■ Action item
Could you restate the entries below word for word?

■ Provided data
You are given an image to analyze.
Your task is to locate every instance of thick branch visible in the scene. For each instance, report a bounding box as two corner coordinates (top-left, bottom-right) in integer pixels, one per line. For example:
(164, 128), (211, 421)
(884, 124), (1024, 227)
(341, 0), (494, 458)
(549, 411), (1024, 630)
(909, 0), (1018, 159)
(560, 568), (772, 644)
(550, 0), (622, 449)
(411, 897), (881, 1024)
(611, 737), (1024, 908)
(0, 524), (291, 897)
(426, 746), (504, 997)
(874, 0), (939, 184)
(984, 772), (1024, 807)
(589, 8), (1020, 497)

■ Exercise answer
You are given an image to analyze.
Your task is to locate every instance of thick branch visible in the scene. For each instance, report a bounding box as two corner coordinates (top-left, bottom-right) in integer pixels, one per line. For example:
(164, 128), (211, 421)
(884, 124), (1024, 227)
(341, 0), (494, 458)
(549, 411), (1024, 630)
(909, 0), (1018, 159)
(560, 568), (772, 644)
(550, 0), (622, 449)
(411, 897), (881, 1024)
(611, 737), (1024, 908)
(0, 524), (291, 897)
(426, 746), (504, 997)
(874, 0), (939, 184)
(984, 772), (1024, 807)
(589, 8), (1020, 497)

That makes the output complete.